Give back every record exactly as it reads.
Top of INPUT DATA
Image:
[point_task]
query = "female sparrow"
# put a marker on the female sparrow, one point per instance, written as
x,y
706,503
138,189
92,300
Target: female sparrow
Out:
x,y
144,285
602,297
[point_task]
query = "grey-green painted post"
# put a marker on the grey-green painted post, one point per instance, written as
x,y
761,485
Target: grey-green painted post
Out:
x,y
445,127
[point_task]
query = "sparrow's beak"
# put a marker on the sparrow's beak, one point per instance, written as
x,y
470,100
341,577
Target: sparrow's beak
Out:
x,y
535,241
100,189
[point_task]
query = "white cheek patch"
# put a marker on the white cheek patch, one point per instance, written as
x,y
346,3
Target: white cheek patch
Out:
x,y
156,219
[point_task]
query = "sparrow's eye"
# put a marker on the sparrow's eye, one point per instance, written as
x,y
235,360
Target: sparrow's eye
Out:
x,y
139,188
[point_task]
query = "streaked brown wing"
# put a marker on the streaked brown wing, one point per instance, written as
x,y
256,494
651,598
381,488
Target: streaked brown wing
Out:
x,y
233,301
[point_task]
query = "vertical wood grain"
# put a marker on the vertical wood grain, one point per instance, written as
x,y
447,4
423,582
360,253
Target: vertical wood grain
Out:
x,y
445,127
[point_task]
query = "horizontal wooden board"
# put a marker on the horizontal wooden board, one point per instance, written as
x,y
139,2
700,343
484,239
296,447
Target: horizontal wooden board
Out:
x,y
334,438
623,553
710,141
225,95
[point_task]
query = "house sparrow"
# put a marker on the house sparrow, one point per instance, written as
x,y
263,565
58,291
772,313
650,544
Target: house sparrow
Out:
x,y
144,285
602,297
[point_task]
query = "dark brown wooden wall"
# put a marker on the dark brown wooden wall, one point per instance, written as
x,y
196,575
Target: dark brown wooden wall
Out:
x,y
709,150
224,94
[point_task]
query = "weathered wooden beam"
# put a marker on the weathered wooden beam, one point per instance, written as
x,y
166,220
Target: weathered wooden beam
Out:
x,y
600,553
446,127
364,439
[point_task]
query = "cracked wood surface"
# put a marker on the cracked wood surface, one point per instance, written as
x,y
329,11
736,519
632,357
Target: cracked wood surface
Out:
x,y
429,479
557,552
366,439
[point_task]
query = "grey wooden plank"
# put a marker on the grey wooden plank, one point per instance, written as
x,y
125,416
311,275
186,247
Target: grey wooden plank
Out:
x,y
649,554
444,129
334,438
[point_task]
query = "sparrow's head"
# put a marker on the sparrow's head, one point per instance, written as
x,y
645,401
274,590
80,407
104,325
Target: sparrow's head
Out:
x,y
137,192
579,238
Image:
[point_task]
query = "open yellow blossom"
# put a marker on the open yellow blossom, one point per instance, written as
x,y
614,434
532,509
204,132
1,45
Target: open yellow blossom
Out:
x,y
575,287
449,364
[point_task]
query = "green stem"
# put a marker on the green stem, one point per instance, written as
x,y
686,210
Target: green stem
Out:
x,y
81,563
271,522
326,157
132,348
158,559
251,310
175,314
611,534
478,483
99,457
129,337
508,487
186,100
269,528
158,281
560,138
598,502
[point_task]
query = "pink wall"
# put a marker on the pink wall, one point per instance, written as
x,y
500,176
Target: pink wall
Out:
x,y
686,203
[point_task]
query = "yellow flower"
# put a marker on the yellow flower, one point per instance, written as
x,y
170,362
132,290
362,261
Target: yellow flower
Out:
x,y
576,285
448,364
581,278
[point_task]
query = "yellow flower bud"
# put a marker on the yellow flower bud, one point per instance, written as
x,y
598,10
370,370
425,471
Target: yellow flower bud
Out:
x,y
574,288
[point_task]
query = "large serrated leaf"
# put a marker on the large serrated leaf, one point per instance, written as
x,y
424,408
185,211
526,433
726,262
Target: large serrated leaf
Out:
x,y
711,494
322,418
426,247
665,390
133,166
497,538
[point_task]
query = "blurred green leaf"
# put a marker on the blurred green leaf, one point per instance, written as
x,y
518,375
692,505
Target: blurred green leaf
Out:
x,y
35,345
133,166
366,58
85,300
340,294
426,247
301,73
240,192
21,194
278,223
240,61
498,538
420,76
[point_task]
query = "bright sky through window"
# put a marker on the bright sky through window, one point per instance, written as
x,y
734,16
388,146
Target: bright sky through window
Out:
Bottom of INPUT DATA
■ **RESULT OF THIS EXERCISE**
Image:
[point_task]
query = "female sparrow"
# put a marker on the female sparrow, one point per instance, written as
x,y
706,503
138,189
92,300
Target: female sparrow
Out:
x,y
144,285
602,297
[point_task]
query = "grey-green painted post"
# put a marker on the grey-green painted post, one point per instance, written as
x,y
761,485
Target: grey-green painted post
Out:
x,y
445,127
[point_task]
query = "sparrow's beak"
# put a marker on the sparrow's beak, one point per instance, written as
x,y
470,100
341,577
Target: sparrow's beak
Out:
x,y
535,241
100,189
[point_task]
query = "white cheek patch"
# put a marker on the white cheek patch, one point per instance, written as
x,y
346,3
Target: white cheek patch
Out:
x,y
156,219
[point_task]
query = "sparrow's eye"
# put a marker on the sparrow's eye, one point per instance, written as
x,y
235,360
Target: sparrow's eye
Out:
x,y
139,188
[point_task]
query = "streaked brown wing"
# put a marker on the streaked brown wing, one point per instance, written as
x,y
256,494
651,598
381,488
Target: streaked brown wing
Out:
x,y
233,301
[point_task]
query = "vertical wood grain"
# put a marker on the vertical wood grain, one point per instance, written as
x,y
447,4
423,582
360,253
Target: vertical wood grain
Out:
x,y
445,127
[point_task]
query = "horizontal wooden board"
# put a marker on the horizontal wooden board, one point per instance, written as
x,y
139,2
700,343
484,239
296,447
Target: horizontal wooden board
Out:
x,y
334,438
623,553
710,141
225,95
[point_task]
query = "house sparrow"
# put a marker on the house sparrow, one point per instance, written as
x,y
263,565
58,291
772,313
650,544
Target: house sparrow
Out:
x,y
144,285
602,297
[point_task]
query = "dark brown wooden wall"
# put a marker on the dark brown wooden wall, one point per instance, written as
x,y
196,575
Target: dark brown wooden wall
Out:
x,y
709,150
224,94
[point_task]
query = "weathered wooden beam"
# put a marker on the weathered wooden beam, one point per instance, written as
x,y
166,220
Target: weathered wooden beam
Out:
x,y
600,553
446,127
364,439
[point_task]
query = "cracked wood surface"
# put a marker on the cracked wood surface, one point per instance, written as
x,y
329,11
736,519
632,357
Target: cracked wood surface
Out:
x,y
429,479
557,552
366,439
[point_task]
query = "grey wooden plank"
# put a marker on the grey wooden plank, one point per instance, written as
x,y
125,416
311,275
186,247
Target: grey wooden plank
Out:
x,y
649,554
444,129
334,438
[point_task]
query = "sparrow's head"
# put a marker on the sparrow's head, one point per instance, written as
x,y
645,401
274,590
80,407
104,325
Target: sparrow's head
Out:
x,y
137,192
579,238
Image:
[point_task]
query = "open yellow blossom"
# put a marker on the open yellow blossom, one point per instance, written as
x,y
614,434
532,509
204,132
1,45
Target: open yellow blossom
Out:
x,y
575,287
449,364
[point_task]
query = "green stem"
# put a marker on the green stem, one point per instance, written as
x,y
686,210
Target: green stem
Out:
x,y
81,563
271,522
326,157
132,348
158,559
251,310
175,314
611,534
478,483
99,457
129,337
508,487
186,100
269,528
158,281
560,138
598,502
[point_task]
query = "pink wall"
# put a marker on the pink wall, one point per instance, written as
x,y
500,176
Target: pink wall
Out:
x,y
686,203
[point_task]
query = "yellow flower"
# put a marker on the yellow flower, one point per instance, written as
x,y
170,362
132,290
362,261
Target: yellow flower
Out:
x,y
576,285
448,364
581,278
[point_task]
query = "yellow flower bud"
# put a marker on the yellow flower bud, one point per instance, written as
x,y
598,10
370,370
425,471
Target: yellow flower bud
Out:
x,y
574,288
[point_task]
query = "large serrated leaf"
# put a marker on the large serrated leaf, one point per instance, written as
x,y
424,408
185,211
526,433
726,262
Target: large serrated leaf
Out:
x,y
711,494
322,418
426,247
665,390
133,166
497,538
[point_task]
query = "blurred green leaf"
# put a marker on the blurred green leaf, one point per instance, written as
x,y
518,375
692,505
Target: blurred green leaf
Out:
x,y
35,345
133,166
366,58
85,300
340,294
426,247
301,73
240,192
21,194
278,223
240,61
498,538
420,76
[point_task]
query = "bright sky through window"
# put a marker on the bright sky through window, one point per instance, written as
x,y
734,16
388,146
Target: bright sky through window
Out:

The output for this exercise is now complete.